> _WORK INSTRUCTIONS_:
For the data below, please report each line where the word "grass" is found.

╭──

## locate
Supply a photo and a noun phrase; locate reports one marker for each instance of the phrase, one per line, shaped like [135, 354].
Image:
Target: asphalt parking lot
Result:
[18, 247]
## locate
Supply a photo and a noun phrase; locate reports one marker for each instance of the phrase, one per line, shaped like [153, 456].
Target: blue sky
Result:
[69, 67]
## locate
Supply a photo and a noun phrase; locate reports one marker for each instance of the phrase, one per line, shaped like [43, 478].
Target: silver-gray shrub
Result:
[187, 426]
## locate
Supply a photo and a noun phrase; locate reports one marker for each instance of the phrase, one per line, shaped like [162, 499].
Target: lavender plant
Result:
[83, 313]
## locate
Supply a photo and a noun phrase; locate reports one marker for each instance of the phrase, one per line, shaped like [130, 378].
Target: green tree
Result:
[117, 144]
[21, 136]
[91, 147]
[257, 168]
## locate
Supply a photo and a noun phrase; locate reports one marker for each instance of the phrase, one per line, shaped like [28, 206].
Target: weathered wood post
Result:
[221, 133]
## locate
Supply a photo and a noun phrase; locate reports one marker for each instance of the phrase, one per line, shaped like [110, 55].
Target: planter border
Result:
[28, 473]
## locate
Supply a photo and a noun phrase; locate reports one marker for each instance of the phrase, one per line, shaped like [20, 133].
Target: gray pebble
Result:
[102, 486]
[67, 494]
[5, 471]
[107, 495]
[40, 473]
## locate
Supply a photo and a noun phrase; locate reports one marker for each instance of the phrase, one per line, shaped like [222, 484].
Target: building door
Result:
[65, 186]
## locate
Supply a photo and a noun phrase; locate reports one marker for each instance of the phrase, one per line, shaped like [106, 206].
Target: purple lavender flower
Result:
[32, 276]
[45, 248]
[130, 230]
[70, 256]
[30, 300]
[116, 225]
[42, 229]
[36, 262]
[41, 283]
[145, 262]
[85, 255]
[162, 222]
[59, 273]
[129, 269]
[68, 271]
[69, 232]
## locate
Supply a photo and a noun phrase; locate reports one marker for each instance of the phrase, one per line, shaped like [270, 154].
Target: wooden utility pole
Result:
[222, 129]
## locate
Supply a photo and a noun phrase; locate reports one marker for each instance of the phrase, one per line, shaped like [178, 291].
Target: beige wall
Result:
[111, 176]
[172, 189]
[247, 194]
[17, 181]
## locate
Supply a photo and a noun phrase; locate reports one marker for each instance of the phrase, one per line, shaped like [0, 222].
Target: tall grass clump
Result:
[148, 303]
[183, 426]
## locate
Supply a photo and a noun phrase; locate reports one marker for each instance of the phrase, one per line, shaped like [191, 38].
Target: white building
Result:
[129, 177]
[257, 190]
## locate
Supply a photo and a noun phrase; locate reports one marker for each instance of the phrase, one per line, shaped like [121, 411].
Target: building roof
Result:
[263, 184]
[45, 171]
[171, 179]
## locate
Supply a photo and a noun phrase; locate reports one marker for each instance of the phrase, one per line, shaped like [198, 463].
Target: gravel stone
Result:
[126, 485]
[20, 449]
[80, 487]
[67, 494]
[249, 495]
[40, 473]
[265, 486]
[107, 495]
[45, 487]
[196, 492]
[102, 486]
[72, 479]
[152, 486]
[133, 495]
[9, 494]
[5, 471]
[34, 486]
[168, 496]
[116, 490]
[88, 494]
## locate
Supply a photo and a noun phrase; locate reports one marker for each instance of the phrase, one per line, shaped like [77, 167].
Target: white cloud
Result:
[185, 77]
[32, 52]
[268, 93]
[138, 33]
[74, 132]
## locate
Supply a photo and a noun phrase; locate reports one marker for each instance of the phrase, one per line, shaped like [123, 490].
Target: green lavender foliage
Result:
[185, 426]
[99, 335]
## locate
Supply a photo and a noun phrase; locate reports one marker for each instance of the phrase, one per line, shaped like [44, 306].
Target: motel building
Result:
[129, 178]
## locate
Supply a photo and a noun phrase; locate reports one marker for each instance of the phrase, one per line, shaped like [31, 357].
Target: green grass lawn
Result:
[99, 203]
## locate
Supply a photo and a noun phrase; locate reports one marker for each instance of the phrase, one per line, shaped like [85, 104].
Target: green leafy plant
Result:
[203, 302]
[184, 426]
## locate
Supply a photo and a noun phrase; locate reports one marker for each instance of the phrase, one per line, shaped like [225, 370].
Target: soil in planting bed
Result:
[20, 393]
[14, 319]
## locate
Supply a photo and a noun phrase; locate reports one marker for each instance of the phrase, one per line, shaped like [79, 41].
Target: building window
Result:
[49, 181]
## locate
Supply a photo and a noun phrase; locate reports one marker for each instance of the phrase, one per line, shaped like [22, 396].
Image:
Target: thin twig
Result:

╰──

> _ANSWER FOR THE TASK_:
Target: tall grass clump
Target: green grass lawn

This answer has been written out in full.